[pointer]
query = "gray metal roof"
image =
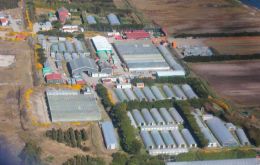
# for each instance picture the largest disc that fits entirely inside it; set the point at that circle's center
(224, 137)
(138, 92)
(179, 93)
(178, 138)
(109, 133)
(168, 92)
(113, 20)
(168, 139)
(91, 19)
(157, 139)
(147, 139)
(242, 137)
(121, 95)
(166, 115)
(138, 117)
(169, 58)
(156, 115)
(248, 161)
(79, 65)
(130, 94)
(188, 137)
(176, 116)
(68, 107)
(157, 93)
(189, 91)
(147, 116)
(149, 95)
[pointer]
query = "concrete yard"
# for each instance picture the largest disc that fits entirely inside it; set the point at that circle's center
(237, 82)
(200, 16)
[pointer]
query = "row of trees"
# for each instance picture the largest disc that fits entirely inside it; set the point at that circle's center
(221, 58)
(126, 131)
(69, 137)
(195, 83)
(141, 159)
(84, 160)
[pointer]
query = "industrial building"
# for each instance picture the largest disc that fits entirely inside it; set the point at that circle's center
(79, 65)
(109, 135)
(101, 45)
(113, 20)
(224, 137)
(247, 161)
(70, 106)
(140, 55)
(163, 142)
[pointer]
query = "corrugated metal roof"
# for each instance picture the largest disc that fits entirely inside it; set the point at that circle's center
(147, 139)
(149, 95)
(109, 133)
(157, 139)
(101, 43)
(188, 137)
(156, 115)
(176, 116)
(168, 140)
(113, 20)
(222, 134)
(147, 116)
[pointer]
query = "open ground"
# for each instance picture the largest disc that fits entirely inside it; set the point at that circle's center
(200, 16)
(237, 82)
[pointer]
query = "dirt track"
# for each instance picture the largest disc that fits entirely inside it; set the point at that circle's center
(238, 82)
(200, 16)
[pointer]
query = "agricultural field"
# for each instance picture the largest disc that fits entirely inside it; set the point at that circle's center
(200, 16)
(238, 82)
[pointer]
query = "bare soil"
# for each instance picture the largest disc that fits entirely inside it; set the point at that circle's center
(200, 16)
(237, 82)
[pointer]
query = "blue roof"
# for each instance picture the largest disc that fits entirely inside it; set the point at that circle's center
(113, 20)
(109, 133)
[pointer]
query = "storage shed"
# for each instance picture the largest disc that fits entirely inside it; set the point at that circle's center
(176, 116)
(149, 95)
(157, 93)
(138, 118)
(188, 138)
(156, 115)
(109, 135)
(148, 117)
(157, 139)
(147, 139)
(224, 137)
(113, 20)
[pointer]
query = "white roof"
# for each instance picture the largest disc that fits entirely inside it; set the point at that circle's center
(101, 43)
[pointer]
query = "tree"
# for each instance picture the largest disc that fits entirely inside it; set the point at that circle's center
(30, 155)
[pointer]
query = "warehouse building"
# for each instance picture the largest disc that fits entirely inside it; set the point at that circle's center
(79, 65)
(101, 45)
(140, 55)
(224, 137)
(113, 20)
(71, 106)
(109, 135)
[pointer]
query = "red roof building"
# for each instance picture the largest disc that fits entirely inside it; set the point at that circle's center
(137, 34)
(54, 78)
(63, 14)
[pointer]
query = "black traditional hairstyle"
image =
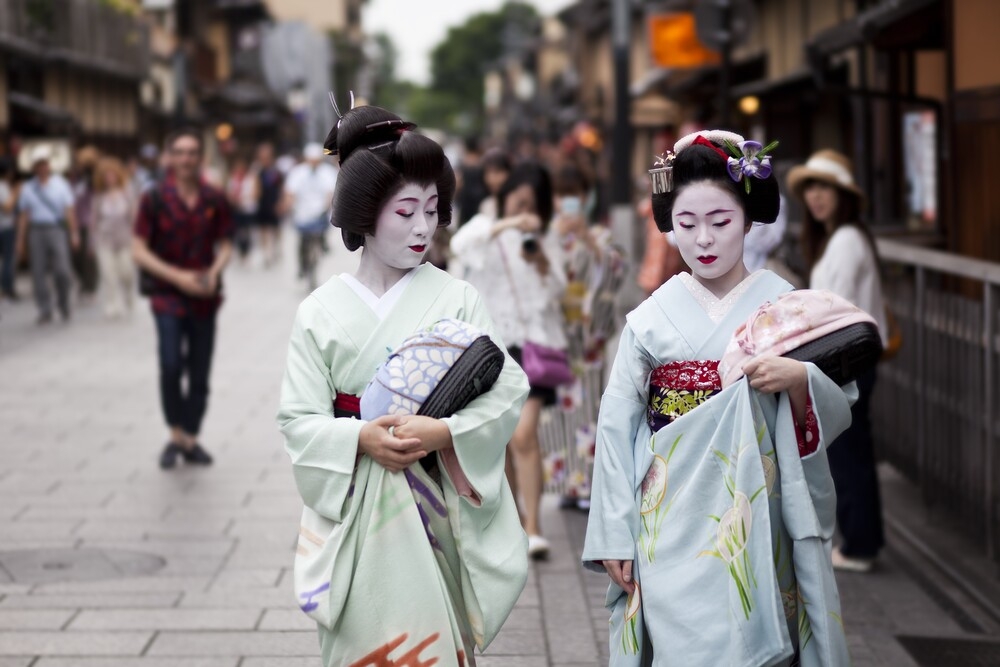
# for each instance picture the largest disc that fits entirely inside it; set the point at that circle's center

== What is needed ==
Restate the records word for word, omitting images.

== The output ==
[pointer]
query = "gray metal roof"
image =
# for each instance picture the largest disc that fits entirely inside it; set the point at that circle's center
(224, 137)
(138, 92)
(179, 93)
(178, 138)
(109, 133)
(168, 92)
(113, 20)
(168, 139)
(91, 19)
(157, 139)
(147, 139)
(242, 137)
(121, 95)
(166, 115)
(138, 117)
(169, 58)
(156, 115)
(248, 161)
(79, 65)
(130, 94)
(188, 137)
(176, 116)
(68, 107)
(157, 93)
(189, 91)
(147, 116)
(149, 95)
[pointer]
query = "concrete yard"
# for each instance picture the largest disc that fits entirely inside it; set the point at that circle's center
(237, 82)
(200, 16)
[pointer]
query = "row of trees"
# for each instance picture the largest disc that fits entirely inside it; set the point at that circle's center
(221, 58)
(126, 131)
(69, 137)
(195, 83)
(141, 159)
(84, 160)
[pointer]
query = "industrial building"
# for each instance picture the largest disc that fits entirely inside it; set the point at that circle's center
(79, 65)
(109, 135)
(101, 45)
(113, 20)
(224, 137)
(247, 161)
(70, 106)
(140, 55)
(163, 142)
[pointer]
query = "corrugated metal roof"
# for each instance picture the largest disc that fits entirely inside it; set the point at that circle's center
(147, 139)
(149, 95)
(109, 133)
(157, 139)
(101, 43)
(188, 137)
(156, 115)
(176, 116)
(168, 140)
(113, 20)
(222, 134)
(147, 116)
[pointer]
query = "open ground"
# for each instance picture the largest disc that fits entirely inside it; set the point at that circle's center
(200, 16)
(237, 82)
[pointer]
query = "dirt track"
# for each instance picture the largest disc that fits entirely inside it; set the point at that circle's center
(238, 82)
(200, 16)
[pointer]
query = "agricultural field"
# for each instance picture the largest disc that fits entirely inside it; set the point at that circle's center
(200, 16)
(238, 82)
[pointer]
query = "bare soil"
# for each instance picture the largest disc that fits entirely inside it; set the point at that circle's center
(200, 16)
(237, 82)
[pointer]
query = "blue roof"
# for each instance picture the largest disc that fits entirely inside it; set the point at that circle's center
(113, 20)
(109, 133)
[pointer]
query = "storage shed"
# for each instance picture the largest disc that fits entirely inside it; set the point at that circle's center
(176, 116)
(149, 95)
(157, 93)
(138, 118)
(188, 138)
(156, 115)
(109, 135)
(148, 117)
(157, 139)
(147, 139)
(224, 137)
(113, 20)
[pointer]
query = "white roof"
# for each instance picture the largest disc that fits entirely inside it; set the point at that circle's center
(101, 43)
[pointer]
query = "tree"
# for each instance picture the largest disc that fits entirely inside it; set the point at that circle's center
(30, 155)
[pointer]
query = "warehouse building"
# for each instance picture the largest disc that fits entirely inside it; set the point at that circle's center
(79, 65)
(101, 45)
(140, 55)
(224, 137)
(113, 20)
(71, 106)
(109, 135)
[pointer]
query = "red roof building"
# for each instance picture the largest disc that fits entirely inside it; set the point at that circle's center
(137, 34)
(54, 78)
(63, 14)
[pointer]
query = "black traditional hairstyle"
image =
# for each instance picture the largest disc that fits entirely inside it; set the point at that circle's center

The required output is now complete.